=== EXTRACTED DATA ===
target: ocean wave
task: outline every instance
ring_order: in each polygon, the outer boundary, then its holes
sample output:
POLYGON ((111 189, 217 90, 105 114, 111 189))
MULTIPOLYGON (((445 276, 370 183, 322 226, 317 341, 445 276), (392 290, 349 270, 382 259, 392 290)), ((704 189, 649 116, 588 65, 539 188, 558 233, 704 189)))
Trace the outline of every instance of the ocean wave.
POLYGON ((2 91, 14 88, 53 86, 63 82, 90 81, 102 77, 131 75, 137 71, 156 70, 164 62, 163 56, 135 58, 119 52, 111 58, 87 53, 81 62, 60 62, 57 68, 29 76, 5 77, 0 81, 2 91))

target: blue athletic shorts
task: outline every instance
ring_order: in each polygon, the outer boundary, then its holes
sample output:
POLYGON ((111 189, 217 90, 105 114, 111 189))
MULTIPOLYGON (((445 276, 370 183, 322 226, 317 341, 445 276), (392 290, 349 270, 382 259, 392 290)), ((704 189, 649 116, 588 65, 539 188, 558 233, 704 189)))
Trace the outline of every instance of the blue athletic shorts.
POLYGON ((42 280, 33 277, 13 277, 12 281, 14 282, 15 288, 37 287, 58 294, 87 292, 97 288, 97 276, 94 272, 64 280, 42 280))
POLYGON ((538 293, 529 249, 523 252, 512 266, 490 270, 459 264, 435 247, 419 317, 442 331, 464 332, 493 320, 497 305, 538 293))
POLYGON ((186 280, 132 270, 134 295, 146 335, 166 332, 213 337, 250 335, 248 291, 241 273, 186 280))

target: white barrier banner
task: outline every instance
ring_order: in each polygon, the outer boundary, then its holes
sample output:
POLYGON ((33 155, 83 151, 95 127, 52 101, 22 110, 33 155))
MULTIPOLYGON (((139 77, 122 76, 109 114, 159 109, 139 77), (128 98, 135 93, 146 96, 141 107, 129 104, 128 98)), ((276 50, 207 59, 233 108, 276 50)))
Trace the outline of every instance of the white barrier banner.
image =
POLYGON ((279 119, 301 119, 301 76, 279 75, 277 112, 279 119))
===
**AIM OF THE TASK:** Please repeat all the rows above, substituting "Draw the boundary" for every occurrence of "Trace the outline" and keeping everything else identical.

**OUTPUT FOR THIS TASK:**
target: ocean wave
task: outline every instance
ring_order: in each polygon, the outer boundary, then its holes
sample output:
POLYGON ((111 189, 217 90, 105 114, 111 189))
MULTIPOLYGON (((445 276, 370 183, 322 226, 317 341, 445 276), (392 290, 349 270, 382 259, 392 290)), ((704 189, 649 116, 588 65, 539 188, 558 233, 704 189)))
Draw the boundary of every instance of the ocean wave.
POLYGON ((2 91, 14 88, 53 86, 63 82, 90 81, 102 77, 131 75, 137 71, 156 70, 164 62, 163 56, 135 58, 119 52, 111 58, 87 53, 81 62, 60 62, 57 68, 29 76, 5 77, 0 81, 2 91))

target: blue athletic shorts
task: outline every instance
ring_order: in each polygon, the outer boundary, then its holes
sample output:
POLYGON ((111 189, 217 90, 105 114, 111 189))
MULTIPOLYGON (((445 276, 370 183, 322 226, 317 341, 445 276), (392 290, 349 270, 382 259, 392 290)), ((704 189, 649 116, 588 65, 539 188, 558 233, 704 189)))
Draw the boundary of every instance of the blue athletic shorts.
POLYGON ((42 280, 33 277, 13 277, 12 281, 14 282, 15 288, 37 287, 58 294, 87 292, 97 288, 97 276, 94 272, 64 280, 42 280))
POLYGON ((538 293, 529 249, 523 252, 512 266, 490 270, 459 264, 435 247, 419 317, 442 331, 464 332, 493 320, 497 305, 538 293))
POLYGON ((186 280, 132 270, 134 295, 146 335, 166 332, 213 337, 250 335, 248 291, 241 273, 186 280))

target: white barrier banner
task: outline every instance
ring_order: in each polygon, the outer boundary, then its holes
sample output:
POLYGON ((33 155, 83 151, 95 127, 52 101, 22 110, 33 155))
MULTIPOLYGON (((139 77, 122 76, 109 114, 159 109, 139 77), (128 98, 135 93, 146 96, 141 107, 129 104, 128 98)), ((276 50, 207 59, 233 108, 276 50)))
Draw the boundary of every instance of the white barrier banner.
image =
POLYGON ((279 119, 301 119, 301 76, 279 75, 277 112, 279 119))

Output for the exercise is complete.